Task objective: The records that follow are to be repeated without alteration.

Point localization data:

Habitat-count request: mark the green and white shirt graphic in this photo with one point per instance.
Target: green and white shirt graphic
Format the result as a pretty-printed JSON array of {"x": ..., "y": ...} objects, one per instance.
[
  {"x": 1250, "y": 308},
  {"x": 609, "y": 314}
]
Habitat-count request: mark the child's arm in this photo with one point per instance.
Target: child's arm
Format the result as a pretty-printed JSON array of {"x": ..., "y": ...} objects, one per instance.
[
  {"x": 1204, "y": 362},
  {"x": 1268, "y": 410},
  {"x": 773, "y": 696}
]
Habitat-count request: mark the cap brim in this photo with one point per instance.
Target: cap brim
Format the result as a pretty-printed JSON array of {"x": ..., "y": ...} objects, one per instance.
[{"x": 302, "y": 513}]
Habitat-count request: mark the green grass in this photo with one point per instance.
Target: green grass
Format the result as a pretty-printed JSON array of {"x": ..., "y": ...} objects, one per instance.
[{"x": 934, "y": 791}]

Problem solution:
Habitat-count request: mark the green and white shirt graphic in this photo with one point per instance.
Target: green and white shirt graphic
Format the result as a pretty-printed JSON array of {"x": ..., "y": ...} objects, one per instance.
[
  {"x": 1250, "y": 308},
  {"x": 609, "y": 314}
]
Habitat-count request: mark the child's arm in this photo with one point per instance.
Target: child's arm
Format the result as a pretty-printed JSON array of {"x": ..., "y": ...} objects, one per instance.
[
  {"x": 1204, "y": 362},
  {"x": 1268, "y": 410},
  {"x": 773, "y": 696}
]
Habitat-count request: mark the cap brim in this photo with one point per instance.
Target: cap brim
Format the result as a pretty-printed JSON array of {"x": ..., "y": ...} objects, one per instance.
[{"x": 302, "y": 513}]
Habitat-count request: mark the green grass in this photo with one point per instance.
Target: green grass
Format the result as a pretty-printed JSON array of {"x": ..., "y": ...} objects, one per instance.
[{"x": 934, "y": 791}]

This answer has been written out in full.